How many of the rows below contain the string "distant", with case counting? Reply with the number alone.

** start of DATA SECTION **

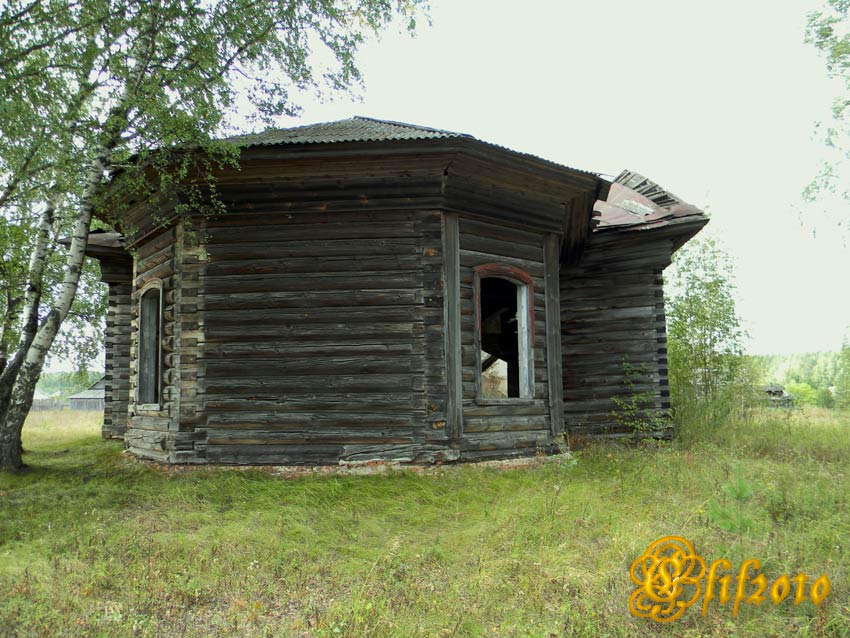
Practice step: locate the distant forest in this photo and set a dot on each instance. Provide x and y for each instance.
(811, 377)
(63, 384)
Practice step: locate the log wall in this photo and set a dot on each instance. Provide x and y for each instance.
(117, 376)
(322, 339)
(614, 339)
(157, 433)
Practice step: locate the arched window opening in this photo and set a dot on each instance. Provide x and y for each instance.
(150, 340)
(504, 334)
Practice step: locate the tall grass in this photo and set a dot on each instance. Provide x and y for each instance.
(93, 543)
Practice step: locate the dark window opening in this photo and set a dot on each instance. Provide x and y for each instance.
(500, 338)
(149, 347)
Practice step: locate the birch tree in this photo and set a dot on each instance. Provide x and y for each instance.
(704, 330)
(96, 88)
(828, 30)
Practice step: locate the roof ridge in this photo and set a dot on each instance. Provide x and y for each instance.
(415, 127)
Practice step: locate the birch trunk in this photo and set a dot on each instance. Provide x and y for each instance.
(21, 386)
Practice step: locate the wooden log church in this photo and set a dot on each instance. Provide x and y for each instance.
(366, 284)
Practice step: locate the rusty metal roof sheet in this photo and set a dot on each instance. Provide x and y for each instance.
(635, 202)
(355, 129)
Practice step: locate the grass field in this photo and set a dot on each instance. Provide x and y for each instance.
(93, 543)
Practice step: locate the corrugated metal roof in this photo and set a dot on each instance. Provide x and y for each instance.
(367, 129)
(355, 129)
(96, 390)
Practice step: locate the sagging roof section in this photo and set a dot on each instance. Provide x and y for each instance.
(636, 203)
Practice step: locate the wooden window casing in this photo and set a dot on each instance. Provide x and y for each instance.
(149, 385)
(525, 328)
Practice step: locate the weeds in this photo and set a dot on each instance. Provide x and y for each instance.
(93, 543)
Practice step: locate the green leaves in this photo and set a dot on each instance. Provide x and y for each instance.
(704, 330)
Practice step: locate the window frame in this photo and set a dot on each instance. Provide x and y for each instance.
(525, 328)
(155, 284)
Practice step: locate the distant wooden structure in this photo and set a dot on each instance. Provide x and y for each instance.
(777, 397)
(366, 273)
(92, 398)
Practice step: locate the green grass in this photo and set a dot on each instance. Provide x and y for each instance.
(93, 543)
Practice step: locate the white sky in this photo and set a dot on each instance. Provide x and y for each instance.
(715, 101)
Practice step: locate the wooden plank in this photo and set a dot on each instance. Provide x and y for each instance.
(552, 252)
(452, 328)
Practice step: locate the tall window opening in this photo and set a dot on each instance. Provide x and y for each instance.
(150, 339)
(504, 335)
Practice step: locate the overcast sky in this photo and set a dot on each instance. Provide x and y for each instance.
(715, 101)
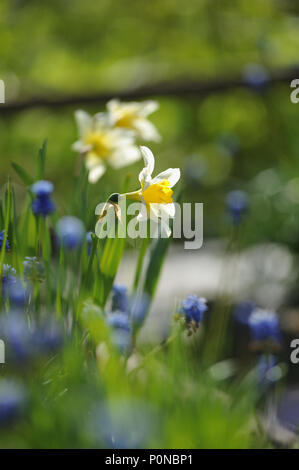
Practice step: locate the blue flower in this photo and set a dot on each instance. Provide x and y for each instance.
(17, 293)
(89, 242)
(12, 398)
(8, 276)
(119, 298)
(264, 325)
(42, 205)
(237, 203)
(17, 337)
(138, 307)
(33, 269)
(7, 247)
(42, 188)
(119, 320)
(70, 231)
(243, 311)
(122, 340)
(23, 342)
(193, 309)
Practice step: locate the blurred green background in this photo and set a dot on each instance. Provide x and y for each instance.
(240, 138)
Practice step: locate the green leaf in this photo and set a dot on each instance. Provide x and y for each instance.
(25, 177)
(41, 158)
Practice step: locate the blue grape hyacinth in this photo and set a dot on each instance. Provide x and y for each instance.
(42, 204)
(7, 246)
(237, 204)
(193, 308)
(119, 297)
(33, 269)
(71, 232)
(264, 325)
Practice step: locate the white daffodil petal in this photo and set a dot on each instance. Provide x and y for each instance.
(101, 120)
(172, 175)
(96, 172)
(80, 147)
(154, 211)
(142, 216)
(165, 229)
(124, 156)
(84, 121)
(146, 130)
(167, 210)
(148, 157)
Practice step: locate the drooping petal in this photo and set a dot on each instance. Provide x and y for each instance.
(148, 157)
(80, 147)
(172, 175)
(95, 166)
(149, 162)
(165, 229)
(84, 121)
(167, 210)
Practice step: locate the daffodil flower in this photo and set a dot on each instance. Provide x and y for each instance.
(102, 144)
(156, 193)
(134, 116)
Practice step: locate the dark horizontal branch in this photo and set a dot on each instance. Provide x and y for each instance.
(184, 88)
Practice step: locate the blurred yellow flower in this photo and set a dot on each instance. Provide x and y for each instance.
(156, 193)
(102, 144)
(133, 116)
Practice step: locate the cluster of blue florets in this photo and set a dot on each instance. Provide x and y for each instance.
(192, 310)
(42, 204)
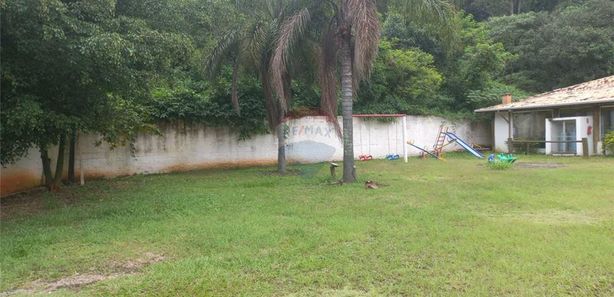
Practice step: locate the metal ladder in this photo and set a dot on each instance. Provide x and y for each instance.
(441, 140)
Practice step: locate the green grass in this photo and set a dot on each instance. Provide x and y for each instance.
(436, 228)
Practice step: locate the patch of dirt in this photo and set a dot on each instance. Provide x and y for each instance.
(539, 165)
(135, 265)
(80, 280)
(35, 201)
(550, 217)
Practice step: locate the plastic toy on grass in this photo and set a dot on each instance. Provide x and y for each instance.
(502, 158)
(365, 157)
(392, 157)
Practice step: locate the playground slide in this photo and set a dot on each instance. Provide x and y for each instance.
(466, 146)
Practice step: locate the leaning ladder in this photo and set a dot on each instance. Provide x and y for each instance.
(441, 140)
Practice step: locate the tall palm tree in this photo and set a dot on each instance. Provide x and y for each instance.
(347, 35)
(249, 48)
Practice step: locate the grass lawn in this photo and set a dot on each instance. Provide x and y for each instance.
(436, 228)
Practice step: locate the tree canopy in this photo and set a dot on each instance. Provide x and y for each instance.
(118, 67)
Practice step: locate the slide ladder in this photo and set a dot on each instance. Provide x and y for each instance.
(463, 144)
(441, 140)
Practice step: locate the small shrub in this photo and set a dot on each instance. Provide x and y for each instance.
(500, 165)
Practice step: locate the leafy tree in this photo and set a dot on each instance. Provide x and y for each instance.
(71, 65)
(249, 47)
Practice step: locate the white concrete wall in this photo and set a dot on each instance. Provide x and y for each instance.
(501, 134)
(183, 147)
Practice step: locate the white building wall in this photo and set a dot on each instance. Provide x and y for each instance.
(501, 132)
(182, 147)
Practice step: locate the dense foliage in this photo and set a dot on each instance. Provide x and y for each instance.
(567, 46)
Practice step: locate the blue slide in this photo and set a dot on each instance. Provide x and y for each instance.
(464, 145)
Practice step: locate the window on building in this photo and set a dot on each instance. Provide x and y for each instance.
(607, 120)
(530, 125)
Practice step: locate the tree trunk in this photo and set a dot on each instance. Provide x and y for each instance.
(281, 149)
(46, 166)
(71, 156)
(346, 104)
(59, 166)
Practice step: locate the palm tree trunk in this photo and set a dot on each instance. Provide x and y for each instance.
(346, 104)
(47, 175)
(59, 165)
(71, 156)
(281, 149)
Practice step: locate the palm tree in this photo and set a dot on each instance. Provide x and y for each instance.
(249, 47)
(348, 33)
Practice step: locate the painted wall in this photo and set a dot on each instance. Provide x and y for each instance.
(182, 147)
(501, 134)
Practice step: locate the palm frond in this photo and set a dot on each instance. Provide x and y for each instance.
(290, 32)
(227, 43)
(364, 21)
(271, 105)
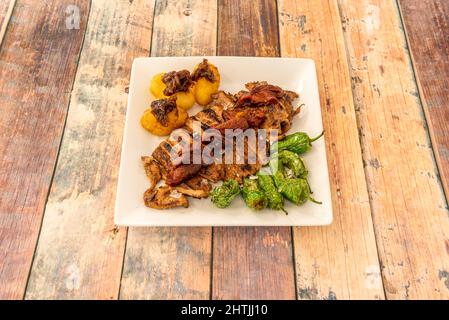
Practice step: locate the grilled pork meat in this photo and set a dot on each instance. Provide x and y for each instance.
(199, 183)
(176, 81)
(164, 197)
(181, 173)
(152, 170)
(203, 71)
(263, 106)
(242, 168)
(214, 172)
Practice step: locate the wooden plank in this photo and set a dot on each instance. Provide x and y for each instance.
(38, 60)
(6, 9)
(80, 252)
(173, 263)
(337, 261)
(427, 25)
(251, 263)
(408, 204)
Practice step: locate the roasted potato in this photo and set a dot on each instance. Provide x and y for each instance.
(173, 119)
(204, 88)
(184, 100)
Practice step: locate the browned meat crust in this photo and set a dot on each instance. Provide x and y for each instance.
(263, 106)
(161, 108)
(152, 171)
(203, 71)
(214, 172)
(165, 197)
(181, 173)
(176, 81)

** end of DATA SECTION **
** start of DATA SECTION **

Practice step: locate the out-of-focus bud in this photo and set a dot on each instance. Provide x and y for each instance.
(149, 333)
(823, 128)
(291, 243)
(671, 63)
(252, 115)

** end of DATA SECTION **
** start of DATA SECTION **

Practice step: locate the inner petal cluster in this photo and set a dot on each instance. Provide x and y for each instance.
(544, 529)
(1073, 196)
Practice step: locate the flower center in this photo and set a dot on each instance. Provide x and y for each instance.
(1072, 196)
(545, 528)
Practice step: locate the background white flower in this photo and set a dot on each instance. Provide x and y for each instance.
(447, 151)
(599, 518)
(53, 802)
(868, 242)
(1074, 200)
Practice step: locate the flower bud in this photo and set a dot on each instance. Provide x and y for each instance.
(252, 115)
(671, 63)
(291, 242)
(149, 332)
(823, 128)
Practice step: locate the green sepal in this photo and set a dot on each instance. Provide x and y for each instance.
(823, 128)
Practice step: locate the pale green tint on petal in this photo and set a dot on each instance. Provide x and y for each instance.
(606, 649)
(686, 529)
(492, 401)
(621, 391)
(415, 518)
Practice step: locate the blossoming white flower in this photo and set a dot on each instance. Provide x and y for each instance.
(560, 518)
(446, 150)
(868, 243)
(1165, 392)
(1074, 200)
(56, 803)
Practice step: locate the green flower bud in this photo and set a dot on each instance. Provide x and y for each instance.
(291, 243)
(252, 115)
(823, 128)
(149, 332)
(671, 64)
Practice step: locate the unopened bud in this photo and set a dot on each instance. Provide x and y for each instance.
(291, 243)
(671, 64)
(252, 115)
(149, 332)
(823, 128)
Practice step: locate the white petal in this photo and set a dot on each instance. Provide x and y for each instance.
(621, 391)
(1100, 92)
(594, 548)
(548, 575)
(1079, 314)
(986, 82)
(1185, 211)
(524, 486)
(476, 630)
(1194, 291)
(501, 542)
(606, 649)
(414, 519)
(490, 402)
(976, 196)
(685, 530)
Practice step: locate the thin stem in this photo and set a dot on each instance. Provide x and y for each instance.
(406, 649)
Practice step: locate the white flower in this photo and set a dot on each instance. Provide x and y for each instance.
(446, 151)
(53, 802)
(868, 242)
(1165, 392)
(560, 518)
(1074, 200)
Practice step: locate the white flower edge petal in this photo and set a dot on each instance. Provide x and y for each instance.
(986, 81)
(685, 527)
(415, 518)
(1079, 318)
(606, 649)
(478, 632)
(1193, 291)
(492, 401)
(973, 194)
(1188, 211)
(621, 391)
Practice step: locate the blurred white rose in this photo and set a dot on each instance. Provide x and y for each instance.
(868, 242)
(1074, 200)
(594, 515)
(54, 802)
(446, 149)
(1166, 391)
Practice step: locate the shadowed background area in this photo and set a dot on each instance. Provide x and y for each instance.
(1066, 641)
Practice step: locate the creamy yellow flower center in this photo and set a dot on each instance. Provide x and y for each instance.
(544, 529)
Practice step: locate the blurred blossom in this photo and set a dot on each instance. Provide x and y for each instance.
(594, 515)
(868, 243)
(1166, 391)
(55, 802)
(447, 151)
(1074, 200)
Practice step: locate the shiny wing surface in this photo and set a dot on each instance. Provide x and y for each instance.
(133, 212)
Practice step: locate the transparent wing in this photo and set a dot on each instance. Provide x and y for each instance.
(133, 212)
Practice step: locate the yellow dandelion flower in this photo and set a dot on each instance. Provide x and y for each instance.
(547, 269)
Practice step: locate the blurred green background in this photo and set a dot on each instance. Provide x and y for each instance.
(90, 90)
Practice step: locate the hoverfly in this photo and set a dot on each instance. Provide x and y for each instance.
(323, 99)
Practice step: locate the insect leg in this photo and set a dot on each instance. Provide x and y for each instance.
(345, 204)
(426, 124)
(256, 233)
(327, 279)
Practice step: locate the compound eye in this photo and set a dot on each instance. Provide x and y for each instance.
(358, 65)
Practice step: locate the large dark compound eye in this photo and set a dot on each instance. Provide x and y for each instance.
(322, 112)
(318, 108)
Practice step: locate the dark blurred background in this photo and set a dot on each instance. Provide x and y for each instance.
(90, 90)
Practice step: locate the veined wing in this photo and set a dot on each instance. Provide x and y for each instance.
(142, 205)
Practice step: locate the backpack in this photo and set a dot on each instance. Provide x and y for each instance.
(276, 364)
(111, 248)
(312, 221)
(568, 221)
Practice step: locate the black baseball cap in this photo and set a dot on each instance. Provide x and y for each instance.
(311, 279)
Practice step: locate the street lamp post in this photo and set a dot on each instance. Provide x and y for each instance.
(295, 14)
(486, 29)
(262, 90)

** end of DATA SECTION **

_SOLUTION TO THIS PROBLEM:_ 2